Dataset entries:
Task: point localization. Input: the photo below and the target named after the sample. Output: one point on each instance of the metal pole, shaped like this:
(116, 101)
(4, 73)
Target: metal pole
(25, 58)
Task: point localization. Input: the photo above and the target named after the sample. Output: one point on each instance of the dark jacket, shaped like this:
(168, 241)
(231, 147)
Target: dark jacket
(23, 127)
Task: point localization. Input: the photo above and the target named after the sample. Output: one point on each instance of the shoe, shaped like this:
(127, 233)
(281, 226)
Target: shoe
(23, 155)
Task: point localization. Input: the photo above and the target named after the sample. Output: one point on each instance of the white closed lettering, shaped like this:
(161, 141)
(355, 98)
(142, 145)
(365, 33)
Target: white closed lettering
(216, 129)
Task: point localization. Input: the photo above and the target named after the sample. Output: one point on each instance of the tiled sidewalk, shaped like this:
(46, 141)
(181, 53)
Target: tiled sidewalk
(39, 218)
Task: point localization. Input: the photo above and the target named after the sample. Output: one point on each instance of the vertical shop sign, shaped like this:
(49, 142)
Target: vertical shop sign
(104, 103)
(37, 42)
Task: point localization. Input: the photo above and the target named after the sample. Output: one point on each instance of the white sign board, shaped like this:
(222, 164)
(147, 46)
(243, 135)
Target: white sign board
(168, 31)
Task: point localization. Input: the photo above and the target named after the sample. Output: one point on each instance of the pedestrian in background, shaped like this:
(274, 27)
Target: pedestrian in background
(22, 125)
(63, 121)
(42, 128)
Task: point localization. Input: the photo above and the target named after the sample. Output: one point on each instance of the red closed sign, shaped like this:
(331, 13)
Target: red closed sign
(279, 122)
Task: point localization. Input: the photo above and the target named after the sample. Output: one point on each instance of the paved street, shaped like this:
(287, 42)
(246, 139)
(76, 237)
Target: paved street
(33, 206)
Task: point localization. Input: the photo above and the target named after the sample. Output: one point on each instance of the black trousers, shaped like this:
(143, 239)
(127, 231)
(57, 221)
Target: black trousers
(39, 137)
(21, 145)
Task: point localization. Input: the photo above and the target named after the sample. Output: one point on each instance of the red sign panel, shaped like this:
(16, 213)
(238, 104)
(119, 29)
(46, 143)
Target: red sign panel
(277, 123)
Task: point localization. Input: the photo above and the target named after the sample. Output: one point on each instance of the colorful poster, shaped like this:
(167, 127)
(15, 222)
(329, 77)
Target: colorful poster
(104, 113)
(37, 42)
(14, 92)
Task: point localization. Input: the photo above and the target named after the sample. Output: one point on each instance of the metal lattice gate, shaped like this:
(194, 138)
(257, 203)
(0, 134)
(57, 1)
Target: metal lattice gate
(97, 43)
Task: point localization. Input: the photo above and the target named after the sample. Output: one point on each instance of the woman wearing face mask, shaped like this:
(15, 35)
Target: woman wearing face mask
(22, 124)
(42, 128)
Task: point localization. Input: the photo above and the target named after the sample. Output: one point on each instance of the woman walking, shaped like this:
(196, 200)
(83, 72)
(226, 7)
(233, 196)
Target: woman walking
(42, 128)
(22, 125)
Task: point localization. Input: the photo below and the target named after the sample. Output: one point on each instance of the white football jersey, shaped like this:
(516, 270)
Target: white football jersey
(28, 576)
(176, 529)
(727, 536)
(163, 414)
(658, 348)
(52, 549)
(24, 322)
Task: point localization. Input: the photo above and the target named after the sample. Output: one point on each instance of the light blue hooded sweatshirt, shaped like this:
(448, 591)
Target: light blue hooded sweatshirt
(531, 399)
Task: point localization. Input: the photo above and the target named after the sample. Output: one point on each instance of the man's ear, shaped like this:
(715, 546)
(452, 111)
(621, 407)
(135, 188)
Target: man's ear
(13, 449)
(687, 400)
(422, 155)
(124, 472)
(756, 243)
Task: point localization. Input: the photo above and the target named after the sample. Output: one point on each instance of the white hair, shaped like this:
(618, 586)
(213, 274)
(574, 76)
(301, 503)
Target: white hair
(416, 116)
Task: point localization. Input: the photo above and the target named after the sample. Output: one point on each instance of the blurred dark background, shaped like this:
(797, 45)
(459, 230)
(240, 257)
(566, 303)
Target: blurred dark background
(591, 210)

**Instructions for the task:**
Reading through the records above, report each line in which the string "below" is found.

**Answer box:**
Task: point localization. Input: the photo below and the target named after the sample. Output: one point on each instance of the metal pole, shaped like this:
Task: point localization. Input: the photo below and the target named after the sample. Output: one point on each instance of the white football jersey, shaped like this:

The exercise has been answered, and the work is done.